§ **EXERCISE INSTRUCTIONS**
Gather all lines with "area" from the records.

§ **MATERIAL FOR THE TASK**

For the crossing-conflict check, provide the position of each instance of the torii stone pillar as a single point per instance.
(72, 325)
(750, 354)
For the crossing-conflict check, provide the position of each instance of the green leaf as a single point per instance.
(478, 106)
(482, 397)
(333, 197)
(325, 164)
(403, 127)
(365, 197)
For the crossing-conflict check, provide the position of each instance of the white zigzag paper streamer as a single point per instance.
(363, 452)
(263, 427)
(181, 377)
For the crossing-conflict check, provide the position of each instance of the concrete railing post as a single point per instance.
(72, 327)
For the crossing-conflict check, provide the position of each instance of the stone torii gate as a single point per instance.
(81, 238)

---

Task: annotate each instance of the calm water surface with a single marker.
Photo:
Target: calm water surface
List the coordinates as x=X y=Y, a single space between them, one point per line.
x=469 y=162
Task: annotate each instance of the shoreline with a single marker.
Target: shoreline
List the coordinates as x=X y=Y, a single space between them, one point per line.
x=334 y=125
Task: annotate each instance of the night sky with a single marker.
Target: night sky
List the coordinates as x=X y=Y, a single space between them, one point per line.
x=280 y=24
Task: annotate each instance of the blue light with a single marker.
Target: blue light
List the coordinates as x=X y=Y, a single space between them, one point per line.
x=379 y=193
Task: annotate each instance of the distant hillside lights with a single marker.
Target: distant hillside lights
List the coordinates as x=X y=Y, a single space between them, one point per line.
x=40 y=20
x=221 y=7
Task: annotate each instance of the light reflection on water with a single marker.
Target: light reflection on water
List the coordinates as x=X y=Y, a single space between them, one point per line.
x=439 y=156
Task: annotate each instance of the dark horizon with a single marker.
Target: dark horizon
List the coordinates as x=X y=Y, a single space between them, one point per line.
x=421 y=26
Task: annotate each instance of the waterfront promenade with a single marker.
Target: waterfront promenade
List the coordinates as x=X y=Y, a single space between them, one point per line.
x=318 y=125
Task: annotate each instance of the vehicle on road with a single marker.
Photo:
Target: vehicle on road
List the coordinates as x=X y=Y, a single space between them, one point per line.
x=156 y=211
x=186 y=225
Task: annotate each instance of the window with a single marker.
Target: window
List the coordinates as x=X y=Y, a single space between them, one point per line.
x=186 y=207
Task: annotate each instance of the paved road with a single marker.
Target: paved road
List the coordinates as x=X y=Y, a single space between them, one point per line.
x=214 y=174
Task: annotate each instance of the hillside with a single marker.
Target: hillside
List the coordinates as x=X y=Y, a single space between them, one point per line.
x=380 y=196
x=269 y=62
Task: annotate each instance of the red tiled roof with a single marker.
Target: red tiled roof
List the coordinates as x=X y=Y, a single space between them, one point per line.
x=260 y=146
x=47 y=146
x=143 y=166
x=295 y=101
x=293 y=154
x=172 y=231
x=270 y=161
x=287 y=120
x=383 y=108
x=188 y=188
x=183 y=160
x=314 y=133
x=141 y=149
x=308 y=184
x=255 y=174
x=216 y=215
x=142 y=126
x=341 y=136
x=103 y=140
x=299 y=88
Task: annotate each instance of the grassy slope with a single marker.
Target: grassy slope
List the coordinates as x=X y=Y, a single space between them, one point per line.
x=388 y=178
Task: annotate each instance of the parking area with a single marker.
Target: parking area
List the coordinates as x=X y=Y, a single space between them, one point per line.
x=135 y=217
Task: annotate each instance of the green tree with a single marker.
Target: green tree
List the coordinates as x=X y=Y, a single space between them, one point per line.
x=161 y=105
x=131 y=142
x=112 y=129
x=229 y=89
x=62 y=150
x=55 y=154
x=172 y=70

...

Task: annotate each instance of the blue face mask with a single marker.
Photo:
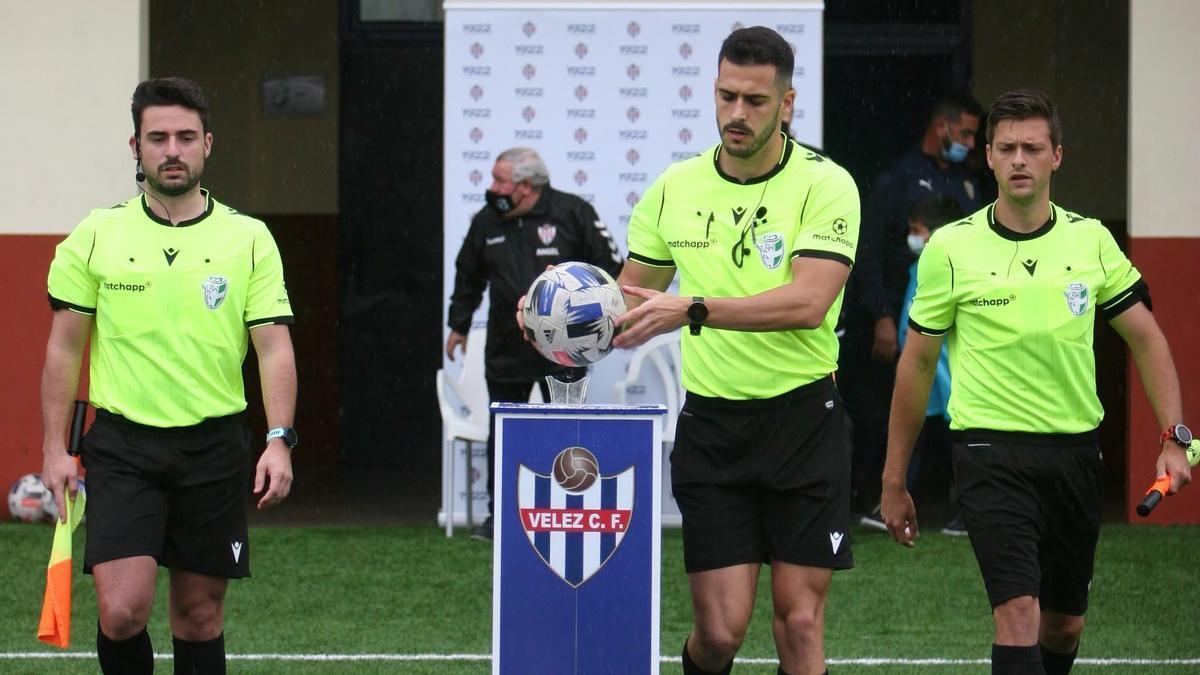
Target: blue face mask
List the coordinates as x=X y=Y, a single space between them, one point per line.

§ **REPLY**
Task: annotate each instance of the parking area with a single marker.
Target: parking area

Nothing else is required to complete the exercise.